DATA EXTRACTS
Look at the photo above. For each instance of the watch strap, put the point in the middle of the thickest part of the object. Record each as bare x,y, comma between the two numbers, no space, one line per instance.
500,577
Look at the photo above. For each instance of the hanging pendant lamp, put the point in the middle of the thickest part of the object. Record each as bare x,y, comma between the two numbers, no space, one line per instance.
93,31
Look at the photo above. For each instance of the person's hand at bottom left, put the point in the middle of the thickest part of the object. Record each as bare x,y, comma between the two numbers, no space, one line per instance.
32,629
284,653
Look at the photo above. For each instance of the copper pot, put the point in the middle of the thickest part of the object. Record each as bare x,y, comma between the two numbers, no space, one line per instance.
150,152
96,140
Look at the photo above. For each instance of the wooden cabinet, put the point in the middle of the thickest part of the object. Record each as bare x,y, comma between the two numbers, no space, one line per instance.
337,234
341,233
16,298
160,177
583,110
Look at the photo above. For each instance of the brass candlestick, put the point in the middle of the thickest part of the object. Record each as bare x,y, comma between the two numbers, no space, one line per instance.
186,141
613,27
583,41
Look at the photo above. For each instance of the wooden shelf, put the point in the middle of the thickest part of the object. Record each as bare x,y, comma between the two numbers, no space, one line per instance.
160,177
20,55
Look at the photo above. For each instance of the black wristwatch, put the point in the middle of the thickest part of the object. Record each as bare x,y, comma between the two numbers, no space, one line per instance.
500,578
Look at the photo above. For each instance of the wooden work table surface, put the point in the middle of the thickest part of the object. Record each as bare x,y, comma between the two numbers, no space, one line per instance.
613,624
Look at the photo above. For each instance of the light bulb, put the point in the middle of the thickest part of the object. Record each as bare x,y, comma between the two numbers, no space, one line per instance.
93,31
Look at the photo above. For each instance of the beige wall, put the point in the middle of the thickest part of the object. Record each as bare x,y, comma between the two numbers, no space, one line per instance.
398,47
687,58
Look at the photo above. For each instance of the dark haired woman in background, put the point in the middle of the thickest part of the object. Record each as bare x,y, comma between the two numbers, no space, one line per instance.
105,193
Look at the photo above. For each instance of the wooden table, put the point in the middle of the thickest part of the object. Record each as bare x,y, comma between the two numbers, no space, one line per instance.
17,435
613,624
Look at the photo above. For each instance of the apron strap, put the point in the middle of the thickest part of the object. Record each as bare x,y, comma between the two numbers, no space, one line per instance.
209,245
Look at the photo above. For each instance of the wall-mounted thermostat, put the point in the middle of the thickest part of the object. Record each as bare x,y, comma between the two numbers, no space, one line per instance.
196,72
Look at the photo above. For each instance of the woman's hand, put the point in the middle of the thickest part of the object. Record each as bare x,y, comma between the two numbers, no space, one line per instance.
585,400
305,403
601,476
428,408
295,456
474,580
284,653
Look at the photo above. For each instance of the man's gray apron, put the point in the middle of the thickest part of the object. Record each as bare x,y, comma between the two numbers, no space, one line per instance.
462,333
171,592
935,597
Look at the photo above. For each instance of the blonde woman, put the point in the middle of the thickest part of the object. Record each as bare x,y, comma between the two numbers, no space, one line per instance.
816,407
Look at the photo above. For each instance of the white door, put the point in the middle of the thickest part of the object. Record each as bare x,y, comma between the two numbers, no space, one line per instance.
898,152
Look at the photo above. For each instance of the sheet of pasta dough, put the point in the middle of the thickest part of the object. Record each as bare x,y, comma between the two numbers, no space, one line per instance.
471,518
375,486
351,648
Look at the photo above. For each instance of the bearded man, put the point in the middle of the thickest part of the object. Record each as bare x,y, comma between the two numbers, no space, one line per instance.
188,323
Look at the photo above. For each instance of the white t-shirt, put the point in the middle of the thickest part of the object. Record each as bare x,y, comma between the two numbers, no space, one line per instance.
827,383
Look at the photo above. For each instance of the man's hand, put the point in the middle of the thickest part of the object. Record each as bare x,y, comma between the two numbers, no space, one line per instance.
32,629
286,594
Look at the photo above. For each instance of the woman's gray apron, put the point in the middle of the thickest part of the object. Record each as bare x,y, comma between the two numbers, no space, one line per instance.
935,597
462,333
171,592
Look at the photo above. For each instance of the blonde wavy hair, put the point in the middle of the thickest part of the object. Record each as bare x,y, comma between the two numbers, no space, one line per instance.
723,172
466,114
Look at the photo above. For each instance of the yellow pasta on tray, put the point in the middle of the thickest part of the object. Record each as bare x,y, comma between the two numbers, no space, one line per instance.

WHAT THE TASK REQUIRES
Give back all the records above exactly as they were written.

EXERCISE ANSWER
Look at the photo above. For each instance of the watch strap, put the point in the middle of the thickest part of the object. Record each as bare x,y, comma between the two numbers, no space, one line per instance.
500,577
Look at the photo above. For each instance of the hanging pendant lamp, put the point in the middle of the thickest part of the object. Record each as bare x,y, comma between the two numbers, no space, one line per instance.
93,31
Look at the photo above. For each instance of the person's hand at bottom left, put the point in the middle of the thickest part of the object. Record each as bare x,y, comma between the two numbers, no space, one line per instance.
32,629
284,653
Look at the photo above. For each instance of the copper pot, put the point in the middle of the thickest part of the object. Record each as bare x,y, comma between the two numbers, no space, one line per instance.
150,152
96,140
Look at the photo above. For each instance of the wooden cabinet, put the point in the middle of the thickest part of the object. Record each as bare x,y, comma between the two numbers, no space, one line per instance.
337,234
341,233
16,298
160,177
583,110
Look at the photo above. For each instance of the brass candlestick, put the point in the middle of the thickest part of the object. Record each as bare x,y, comma between the two numbers, no space, one line per instance.
186,141
613,27
583,41
Look at the photo above. For each instance of the wooden shelf, put the point in the middle of the thickest part of the object. Record each as bare x,y, comma between the two numbers, no space, one line per instance.
160,177
20,55
Look at the photo above. For each instance of the black wristwatch, put the point in the middle of the thickest part of the object. Record each as bare x,y, comma between the two numbers, no space, one line per instance.
500,578
Look at the photo above. For each instance of the wooden work table surface, put the point in the middle of the thickest part of the object. Record each as bare x,y, comma between the two numbers, no space, one line per instance.
613,624
Look at the photo above. For each instance of the light bulb, put the point in the middle of the thickest part of the object. Record each as bare x,y, comma between the two numbers, no space, one line per instance.
93,31
Look at the photo above. For each instance of the beige wall, put the point in the middle of the thickest part of the object. Record each as bare x,y, comma between the two numbers, no space, one line per instance.
398,47
687,58
Look at the photo above. For each instance of the dark haired woman in background, put the point in the middle of the thickest part of the object. Record each as bare x,y, comma between the two numbers, no space, one line per instance.
105,193
Look at the photo above. For each instance of the wooden table, put the point in the middle of the thickest part of the object. Record each as bare x,y, comma between the two numbers, no space, one line per instance.
17,435
613,624
Look at the photo above. For each instance of the apron strap, put the point in the middle of the thickest part of the object. Record each as bare x,y, comma between the two numbers, no space, one line per instance.
209,245
Look at the photo above. For each instance of the wall-mounted thermostat, put the point in the middle of the thickest part of the object. Record each as bare x,y, comma between the two numbers, no space, one line per instance.
196,72
Look at the photo above. For each instance of the woman's hand, put the point in the middle of the thickest part of the object. Record each as bare x,y, comma between the two numbers, no space, one line per instance.
585,400
305,403
601,476
428,408
295,456
474,580
284,653
Look at the photo above. For each instance of the man's gray apron, put the point in the middle of the thickest part of the object. Record each as bare x,y, comma between the two numbers, no space, one line per instance.
462,333
171,592
935,597
Look at the photo above. For each instance of the blonde woman, put the point in the middle of the thickest part of the object. Record each as bare x,y, comma between the two numbers, no space, one line per instance.
816,407
Look at the photo above. For each instance of the white door, put the point in the middle of the thickest part of the object. Record each as bare x,y, comma between the two numbers, no space, one line per instance.
898,152
Look at the photo above. For each instance of the sheet of pasta dough, put the point in the middle of the thickest part of the object. Record each as bare x,y, comma between the two numbers, no space, one line per instance.
471,518
375,486
351,648
Look at the photo above. For each instance of the bearded man, put the point in the middle of the thickest part of the object. Record each as bare x,y, comma between the two numbers, no space, one line per instance.
188,323
Look at the photo above. For each instance of the white t-shirt, put the point in the middle of the thickest part of the object. Record each as bare x,y, comma between the two numbers, no space, one line per instance.
827,383
Look at the photo above. For each instance of the man's hand, put the point in the middle of the thickest part of the object. Record each as bare x,y, comma between the two numbers, no space, one line per instance.
32,629
286,594
Look at the photo above. For each instance of the woman's gray apron, put the point in the middle of the thickest part of the object. Record each as bare x,y, comma between the two numbers, no space, one line per instance.
935,597
462,333
171,592
Look at the photo above. For each instance of the blonde wavy hair, put the point in the middle of the thickest part of the object. Record each as bare x,y, comma between the two numbers, no space, one line per instance.
723,172
466,114
Look at the photo above. For each instance of the yellow pasta on tray, put the point in the middle of the thickest part of the object. Record each as bare x,y, comma between the two numbers, no space, one line per instance.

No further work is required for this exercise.